◆ What you are asked to do ◆
Write out the material verbatim, from the line containing "pipe and record the coordinates." through the end of the material. Omit the pictures.

---------- Excerpted records

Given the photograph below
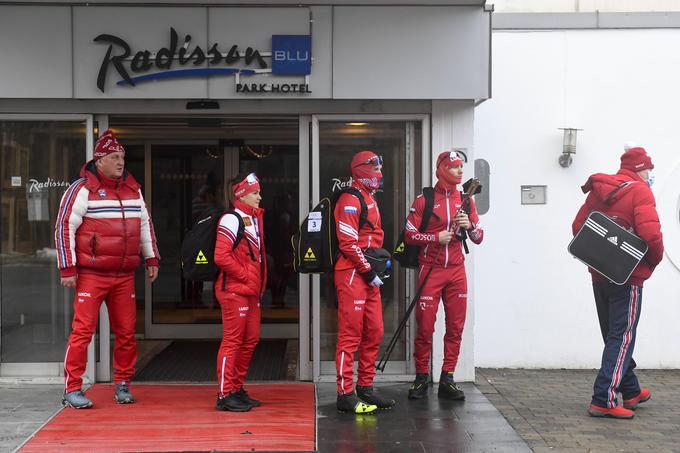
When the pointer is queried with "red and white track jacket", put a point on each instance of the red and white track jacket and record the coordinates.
(103, 225)
(244, 275)
(446, 204)
(352, 241)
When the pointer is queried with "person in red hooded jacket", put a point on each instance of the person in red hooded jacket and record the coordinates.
(239, 287)
(101, 228)
(618, 306)
(441, 251)
(360, 324)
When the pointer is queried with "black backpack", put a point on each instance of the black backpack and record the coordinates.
(198, 247)
(407, 254)
(315, 245)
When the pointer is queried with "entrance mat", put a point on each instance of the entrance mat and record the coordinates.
(196, 361)
(183, 418)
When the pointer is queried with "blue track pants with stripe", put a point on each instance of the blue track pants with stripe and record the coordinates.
(618, 309)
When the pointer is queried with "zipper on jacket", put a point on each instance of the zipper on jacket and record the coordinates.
(448, 228)
(125, 240)
(93, 247)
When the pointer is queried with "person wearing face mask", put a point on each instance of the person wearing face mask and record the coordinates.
(441, 250)
(239, 287)
(360, 324)
(618, 306)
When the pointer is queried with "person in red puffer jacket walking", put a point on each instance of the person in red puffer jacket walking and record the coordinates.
(239, 287)
(618, 306)
(102, 227)
(441, 250)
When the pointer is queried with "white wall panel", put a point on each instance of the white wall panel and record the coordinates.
(534, 303)
(35, 51)
(410, 53)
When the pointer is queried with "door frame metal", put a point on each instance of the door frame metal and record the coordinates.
(394, 371)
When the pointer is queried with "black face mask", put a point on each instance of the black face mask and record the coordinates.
(380, 261)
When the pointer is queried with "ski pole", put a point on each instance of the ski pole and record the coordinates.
(471, 190)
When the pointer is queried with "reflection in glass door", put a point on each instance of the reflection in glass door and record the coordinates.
(400, 144)
(39, 160)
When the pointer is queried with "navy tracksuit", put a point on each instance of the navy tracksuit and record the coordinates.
(618, 309)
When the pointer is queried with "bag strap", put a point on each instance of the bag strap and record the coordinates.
(363, 215)
(428, 193)
(611, 194)
(240, 233)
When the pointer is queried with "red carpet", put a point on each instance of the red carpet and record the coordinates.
(183, 418)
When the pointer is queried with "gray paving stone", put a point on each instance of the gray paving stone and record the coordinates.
(548, 409)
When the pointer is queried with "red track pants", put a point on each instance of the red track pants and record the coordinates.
(449, 284)
(240, 335)
(360, 327)
(119, 294)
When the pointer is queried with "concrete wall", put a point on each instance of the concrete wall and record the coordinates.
(534, 304)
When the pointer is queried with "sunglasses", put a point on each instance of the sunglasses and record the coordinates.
(375, 161)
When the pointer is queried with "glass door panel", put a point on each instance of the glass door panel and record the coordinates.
(39, 160)
(398, 142)
(186, 180)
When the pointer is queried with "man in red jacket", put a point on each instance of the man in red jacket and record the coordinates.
(618, 307)
(441, 251)
(360, 324)
(102, 227)
(239, 254)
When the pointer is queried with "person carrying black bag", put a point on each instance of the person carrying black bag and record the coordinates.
(618, 306)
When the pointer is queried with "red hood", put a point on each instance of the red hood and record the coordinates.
(602, 184)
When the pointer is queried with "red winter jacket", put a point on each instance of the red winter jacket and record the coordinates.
(446, 204)
(631, 207)
(103, 225)
(245, 275)
(353, 241)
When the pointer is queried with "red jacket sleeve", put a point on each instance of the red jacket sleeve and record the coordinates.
(415, 217)
(581, 215)
(476, 233)
(225, 258)
(646, 224)
(347, 210)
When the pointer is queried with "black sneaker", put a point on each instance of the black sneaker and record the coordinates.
(448, 388)
(419, 388)
(122, 394)
(371, 397)
(231, 403)
(350, 402)
(76, 399)
(243, 396)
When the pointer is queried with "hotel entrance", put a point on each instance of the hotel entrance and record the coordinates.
(185, 166)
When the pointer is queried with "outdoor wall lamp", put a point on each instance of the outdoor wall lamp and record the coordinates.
(568, 146)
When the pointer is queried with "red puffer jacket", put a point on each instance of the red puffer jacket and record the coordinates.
(446, 204)
(631, 207)
(242, 273)
(103, 225)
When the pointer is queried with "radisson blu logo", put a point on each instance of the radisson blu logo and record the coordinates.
(289, 55)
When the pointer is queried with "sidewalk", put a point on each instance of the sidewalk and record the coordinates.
(548, 408)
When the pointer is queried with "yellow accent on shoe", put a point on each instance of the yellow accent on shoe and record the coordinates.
(363, 408)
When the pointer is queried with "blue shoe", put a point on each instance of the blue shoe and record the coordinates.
(122, 394)
(76, 399)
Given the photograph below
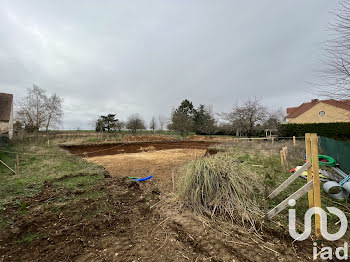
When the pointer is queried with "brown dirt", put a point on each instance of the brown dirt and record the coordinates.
(160, 164)
(133, 221)
(211, 138)
(150, 138)
(129, 223)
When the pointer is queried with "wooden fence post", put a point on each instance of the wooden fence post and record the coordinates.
(282, 158)
(309, 172)
(17, 164)
(316, 180)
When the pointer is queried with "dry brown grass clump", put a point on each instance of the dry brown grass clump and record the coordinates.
(220, 186)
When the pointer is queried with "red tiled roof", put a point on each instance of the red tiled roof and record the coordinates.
(290, 109)
(294, 112)
(5, 106)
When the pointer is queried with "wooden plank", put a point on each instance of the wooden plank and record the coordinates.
(316, 179)
(290, 180)
(309, 172)
(17, 164)
(7, 166)
(298, 194)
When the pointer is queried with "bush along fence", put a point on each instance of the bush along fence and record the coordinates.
(312, 187)
(333, 130)
(339, 150)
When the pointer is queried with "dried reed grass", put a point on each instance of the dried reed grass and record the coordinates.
(220, 186)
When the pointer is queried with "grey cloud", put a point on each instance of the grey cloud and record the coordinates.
(146, 56)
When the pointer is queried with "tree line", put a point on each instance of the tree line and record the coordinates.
(39, 111)
(249, 118)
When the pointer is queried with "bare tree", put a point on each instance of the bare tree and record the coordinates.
(153, 124)
(37, 111)
(135, 122)
(120, 125)
(245, 118)
(335, 78)
(54, 111)
(162, 120)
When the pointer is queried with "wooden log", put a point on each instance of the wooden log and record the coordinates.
(290, 180)
(316, 180)
(302, 191)
(309, 172)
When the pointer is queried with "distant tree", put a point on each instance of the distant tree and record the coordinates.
(336, 75)
(99, 125)
(106, 123)
(54, 111)
(274, 119)
(247, 116)
(37, 111)
(204, 122)
(182, 118)
(109, 122)
(120, 125)
(162, 120)
(135, 122)
(153, 124)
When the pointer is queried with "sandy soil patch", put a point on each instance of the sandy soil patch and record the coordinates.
(160, 164)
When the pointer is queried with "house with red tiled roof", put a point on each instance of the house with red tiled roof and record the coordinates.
(320, 111)
(6, 114)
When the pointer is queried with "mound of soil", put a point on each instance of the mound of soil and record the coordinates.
(150, 138)
(128, 222)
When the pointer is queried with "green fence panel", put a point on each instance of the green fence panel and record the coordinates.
(340, 150)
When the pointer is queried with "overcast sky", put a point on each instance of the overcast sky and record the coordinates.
(147, 56)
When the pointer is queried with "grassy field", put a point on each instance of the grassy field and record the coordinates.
(40, 164)
(52, 181)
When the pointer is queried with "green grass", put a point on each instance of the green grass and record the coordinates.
(43, 163)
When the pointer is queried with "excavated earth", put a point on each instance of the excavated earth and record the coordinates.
(132, 221)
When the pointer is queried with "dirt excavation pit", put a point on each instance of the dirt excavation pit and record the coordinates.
(160, 159)
(133, 147)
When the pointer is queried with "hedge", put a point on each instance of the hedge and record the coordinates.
(333, 130)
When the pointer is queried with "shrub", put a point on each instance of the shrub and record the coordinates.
(334, 130)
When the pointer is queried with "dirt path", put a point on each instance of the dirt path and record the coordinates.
(160, 164)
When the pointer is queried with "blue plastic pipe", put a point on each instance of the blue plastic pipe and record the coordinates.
(143, 179)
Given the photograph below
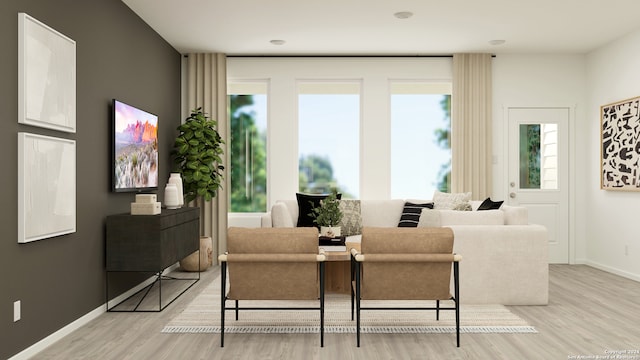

--------------------

◆ Written response ◆
When the pointer is queried with "blue plastic pipe", put a point on each instance of the blue plastic pipe and record the coordinates.
(143, 179)
Given the photograph below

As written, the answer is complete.